As I've said above, in variety of language, extent of experience of life, and universality of temperament, Mir's rank is higher than Ghalib's. Only in intelligence and abstraction [tajriid] and 'delicacy of thought' is Ghalib's level higher than Mir's. There's a difference in their imaginations, but the power of imagination is equal in both. That is, both are unlimited in theme-creation. Ghalib's imagination is soaring, and Mir's imagination is earthy-- that is, one is more abstract and one more concrete. In meaning-creation both are equal. Indeed, Mir has one quality, mood, in a way that is very rare in Ghalib. Another excellence of Mir's is that along with meaning-creation [42] he creates mood as well. Both have many tumult-arousing verses. Both have a limitless interest in wordplay.

In the light of all these considerations, and keeping in mind the fact that Mir composed in more poetic genres than Ghalib did, we can say that the title 'lord of poetry' [;xudaa-e su;xan] is a fit adornment only for Mir.

 

PART TWO: Ghalib's 'Mir-ness' [miirii]

[43] Time after time, Ghalib has derived advantage from Mir. This is a proof that Ghalib and Mir were the same kind of poet. That is, to express in poetry many aspects of the universe, and many experiences of life, both chose to use the same kind of means. This doesn't mean that Ghalib tried to adopt Mir's style on some occasion or at some stage. It means only that the mental frameworks and styles of thought of both poets corresponded....

[Mir borrowed directly from the Persian poets.] That is, if some theme or aspect pleased him, he adopted it. By contrast, Ghalib treated Mir the way a great poet treats his great predecessor. That is, [44] he made Mir's experiences and means of expression into a torch for the road.... [Other poets, like Nasikh, Atish's shagird Rind [rind], Atish himself, and Zauq, have considered themselves to be in the tradition of Mir, but they appear as imitators, invoking Mir to enhance their prestige.] If they were really followers of Mir, some glimmer of Mir would have been visible in their poetry. The amusing thing is that Ghalib too, who really did derive advantage from Mir, has been considered a mere conventional, outward imitator of Mir.

But about Ghalib it's also been said that in his final years, [45] he tried to adopt Mir's style. As I've already said, Ghalib's verse in which he called Mir's divan 'not less than a garden of Kashmir' was written in his youth. And the verse that's more famous than the 'garden of Kashmir' verse is from his middle years, because the ghazal dates from between 1847 and 1850. At the time of composing it, Ghalib was about fifty years old. I refer to this closing-verse:

G{36,11}.

● **GIVEN REQUEST**
Rewrite the part of the essay on Mir and Ghalib starting with "In the light" and going on through "only for Mir.", renaming "considerations" as "factors".

● **Source records**
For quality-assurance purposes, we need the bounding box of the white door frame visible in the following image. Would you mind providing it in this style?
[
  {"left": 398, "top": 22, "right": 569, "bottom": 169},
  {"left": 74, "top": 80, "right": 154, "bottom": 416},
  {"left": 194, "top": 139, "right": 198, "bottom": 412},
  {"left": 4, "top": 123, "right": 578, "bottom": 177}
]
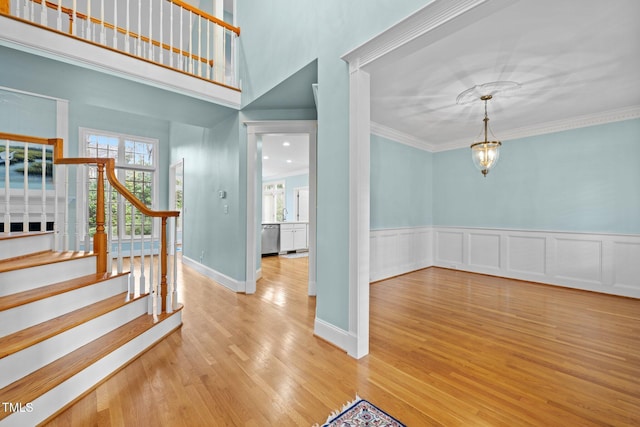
[
  {"left": 169, "top": 159, "right": 184, "bottom": 255},
  {"left": 244, "top": 120, "right": 318, "bottom": 295}
]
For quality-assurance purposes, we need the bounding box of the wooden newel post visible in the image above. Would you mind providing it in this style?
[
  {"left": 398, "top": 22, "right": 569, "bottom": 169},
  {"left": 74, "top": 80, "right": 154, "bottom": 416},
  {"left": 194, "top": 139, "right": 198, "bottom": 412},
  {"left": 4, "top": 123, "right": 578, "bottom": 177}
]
[
  {"left": 93, "top": 163, "right": 107, "bottom": 273},
  {"left": 160, "top": 216, "right": 167, "bottom": 313}
]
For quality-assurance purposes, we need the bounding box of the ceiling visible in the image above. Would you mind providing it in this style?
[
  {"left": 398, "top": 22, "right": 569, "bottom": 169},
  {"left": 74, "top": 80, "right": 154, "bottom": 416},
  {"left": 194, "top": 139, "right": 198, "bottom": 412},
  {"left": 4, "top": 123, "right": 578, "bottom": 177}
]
[
  {"left": 262, "top": 133, "right": 309, "bottom": 179},
  {"left": 363, "top": 0, "right": 640, "bottom": 151}
]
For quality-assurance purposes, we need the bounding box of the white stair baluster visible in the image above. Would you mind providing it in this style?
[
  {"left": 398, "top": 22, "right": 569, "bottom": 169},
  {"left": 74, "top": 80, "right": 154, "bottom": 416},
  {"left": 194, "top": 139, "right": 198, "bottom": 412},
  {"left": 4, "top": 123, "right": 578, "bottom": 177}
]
[
  {"left": 147, "top": 0, "right": 153, "bottom": 60},
  {"left": 22, "top": 142, "right": 29, "bottom": 233},
  {"left": 71, "top": 0, "right": 78, "bottom": 36},
  {"left": 100, "top": 0, "right": 107, "bottom": 45},
  {"left": 40, "top": 145, "right": 47, "bottom": 231},
  {"left": 4, "top": 139, "right": 11, "bottom": 233},
  {"left": 116, "top": 193, "right": 125, "bottom": 274},
  {"left": 124, "top": 0, "right": 131, "bottom": 53},
  {"left": 136, "top": 0, "right": 142, "bottom": 57},
  {"left": 178, "top": 7, "right": 184, "bottom": 71},
  {"left": 139, "top": 212, "right": 146, "bottom": 298},
  {"left": 104, "top": 180, "right": 117, "bottom": 273},
  {"left": 40, "top": 1, "right": 47, "bottom": 27},
  {"left": 169, "top": 2, "right": 175, "bottom": 67},
  {"left": 129, "top": 204, "right": 140, "bottom": 296},
  {"left": 196, "top": 15, "right": 202, "bottom": 77},
  {"left": 84, "top": 0, "right": 93, "bottom": 41},
  {"left": 111, "top": 0, "right": 118, "bottom": 49},
  {"left": 158, "top": 2, "right": 164, "bottom": 64},
  {"left": 56, "top": 0, "right": 62, "bottom": 31}
]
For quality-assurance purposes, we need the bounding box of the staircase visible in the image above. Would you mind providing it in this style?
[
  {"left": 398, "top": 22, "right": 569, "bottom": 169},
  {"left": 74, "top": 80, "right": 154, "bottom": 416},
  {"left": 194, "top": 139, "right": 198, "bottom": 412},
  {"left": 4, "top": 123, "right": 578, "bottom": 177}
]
[{"left": 0, "top": 232, "right": 182, "bottom": 427}]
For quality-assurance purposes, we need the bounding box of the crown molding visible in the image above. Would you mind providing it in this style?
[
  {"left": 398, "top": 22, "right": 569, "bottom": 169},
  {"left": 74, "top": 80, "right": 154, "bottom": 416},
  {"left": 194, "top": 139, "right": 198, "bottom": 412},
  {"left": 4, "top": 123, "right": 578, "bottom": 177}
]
[
  {"left": 370, "top": 122, "right": 435, "bottom": 152},
  {"left": 341, "top": 0, "right": 488, "bottom": 67},
  {"left": 432, "top": 105, "right": 640, "bottom": 152}
]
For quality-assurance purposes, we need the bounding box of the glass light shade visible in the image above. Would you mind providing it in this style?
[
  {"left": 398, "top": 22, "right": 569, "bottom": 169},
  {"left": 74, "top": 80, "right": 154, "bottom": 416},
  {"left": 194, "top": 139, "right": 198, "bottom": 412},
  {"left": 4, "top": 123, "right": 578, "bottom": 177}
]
[{"left": 471, "top": 141, "right": 502, "bottom": 176}]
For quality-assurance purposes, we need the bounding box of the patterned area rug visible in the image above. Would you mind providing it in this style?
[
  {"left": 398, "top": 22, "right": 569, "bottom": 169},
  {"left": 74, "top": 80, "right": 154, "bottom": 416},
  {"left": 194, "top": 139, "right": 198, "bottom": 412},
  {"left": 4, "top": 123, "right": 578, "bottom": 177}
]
[{"left": 314, "top": 396, "right": 406, "bottom": 427}]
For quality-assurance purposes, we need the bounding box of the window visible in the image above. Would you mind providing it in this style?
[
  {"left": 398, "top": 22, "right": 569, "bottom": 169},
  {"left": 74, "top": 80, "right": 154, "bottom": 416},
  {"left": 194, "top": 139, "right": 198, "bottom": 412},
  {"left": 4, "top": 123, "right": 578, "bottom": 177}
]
[
  {"left": 80, "top": 129, "right": 158, "bottom": 237},
  {"left": 262, "top": 181, "right": 286, "bottom": 222}
]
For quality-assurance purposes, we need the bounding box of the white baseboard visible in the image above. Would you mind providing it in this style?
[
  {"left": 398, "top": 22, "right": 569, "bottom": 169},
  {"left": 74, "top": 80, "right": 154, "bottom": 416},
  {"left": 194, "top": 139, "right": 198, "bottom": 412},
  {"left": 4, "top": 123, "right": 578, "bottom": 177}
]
[
  {"left": 370, "top": 226, "right": 640, "bottom": 298},
  {"left": 369, "top": 227, "right": 433, "bottom": 282},
  {"left": 313, "top": 317, "right": 356, "bottom": 354},
  {"left": 182, "top": 255, "right": 246, "bottom": 292},
  {"left": 434, "top": 227, "right": 640, "bottom": 298}
]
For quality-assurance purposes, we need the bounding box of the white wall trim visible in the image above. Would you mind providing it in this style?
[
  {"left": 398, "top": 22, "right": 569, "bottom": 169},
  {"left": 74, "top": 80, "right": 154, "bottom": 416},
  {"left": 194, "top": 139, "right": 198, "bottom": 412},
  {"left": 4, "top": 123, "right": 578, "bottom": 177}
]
[
  {"left": 370, "top": 226, "right": 640, "bottom": 298},
  {"left": 433, "top": 227, "right": 640, "bottom": 298},
  {"left": 342, "top": 0, "right": 495, "bottom": 67},
  {"left": 0, "top": 16, "right": 241, "bottom": 109},
  {"left": 244, "top": 120, "right": 318, "bottom": 295},
  {"left": 371, "top": 122, "right": 436, "bottom": 152},
  {"left": 313, "top": 317, "right": 357, "bottom": 355},
  {"left": 432, "top": 105, "right": 640, "bottom": 152},
  {"left": 369, "top": 227, "right": 433, "bottom": 282},
  {"left": 371, "top": 105, "right": 640, "bottom": 153},
  {"left": 182, "top": 255, "right": 246, "bottom": 292}
]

● **RIGHT ANSWER**
In the light of all these factors, and keeping in mind the fact that Mir composed in more poetic genres than Ghalib did, we can say that the title 'lord of poetry' [;xudaa-e su;xan] is a fit adornment only for Mir.